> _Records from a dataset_
• • • • •
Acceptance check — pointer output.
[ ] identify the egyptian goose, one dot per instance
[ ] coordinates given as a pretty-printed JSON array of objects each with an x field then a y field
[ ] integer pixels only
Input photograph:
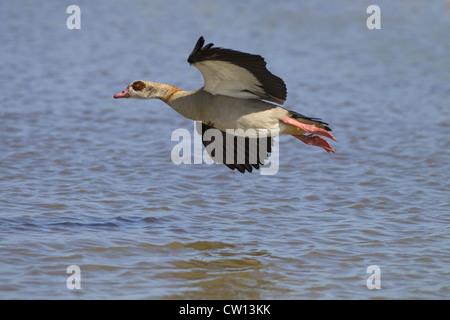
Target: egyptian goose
• • • • •
> _Exercise details_
Copy out the lines above unchanged. Skip the images.

> _Output for this exercise_
Acceptance check — pointer output.
[ ] identify the egyptian goose, one dot per instance
[ ] coordinates given as a pretty-printed JSON array of objects each with an x field then a y field
[ ] integer pixels only
Input photograph:
Target: egyptian goose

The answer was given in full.